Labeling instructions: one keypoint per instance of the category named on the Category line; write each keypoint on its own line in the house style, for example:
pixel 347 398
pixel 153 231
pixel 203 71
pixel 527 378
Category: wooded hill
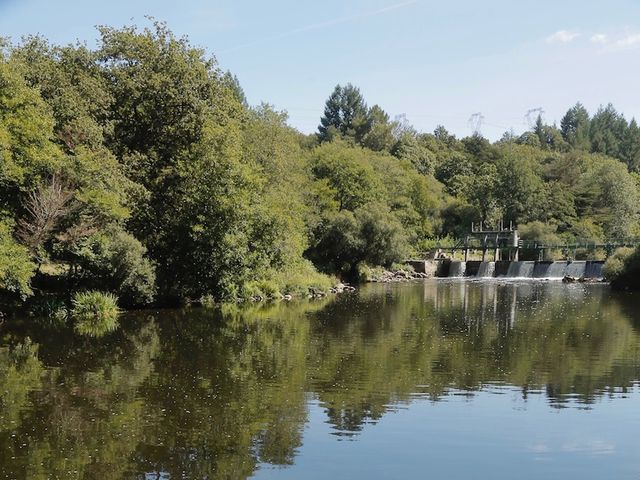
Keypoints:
pixel 139 168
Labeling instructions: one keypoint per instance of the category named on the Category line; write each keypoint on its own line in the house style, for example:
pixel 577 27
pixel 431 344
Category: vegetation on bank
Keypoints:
pixel 139 169
pixel 622 269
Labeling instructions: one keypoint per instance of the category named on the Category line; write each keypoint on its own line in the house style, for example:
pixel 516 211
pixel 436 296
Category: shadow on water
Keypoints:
pixel 213 393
━━━━
__Your task__
Rewrite all of the data above, changing every "house style" to "standard format" and keeping everything else the same. Leave the pictures out of your answer.

__Final answer__
Labeling instructions: one keypoint per instance of the category named on the Category line; write each keypoint on its own line in the standard format, for example:
pixel 347 398
pixel 153 231
pixel 203 71
pixel 527 378
Category: wooded hill
Keypoints:
pixel 139 168
Labeling instructions: one keypoint per instance of the category named on the Category line; write each keypoint on its own line in the standard format, for example:
pixel 577 27
pixel 431 344
Category: vegetation on bank
Keypoints:
pixel 139 169
pixel 622 269
Labeling instructions: one keypoint per instance of the category named on the Category line; write each keypoint on its own line in the standard format, for example:
pixel 516 211
pixel 436 296
Category: shadow on water
Keypoints:
pixel 213 393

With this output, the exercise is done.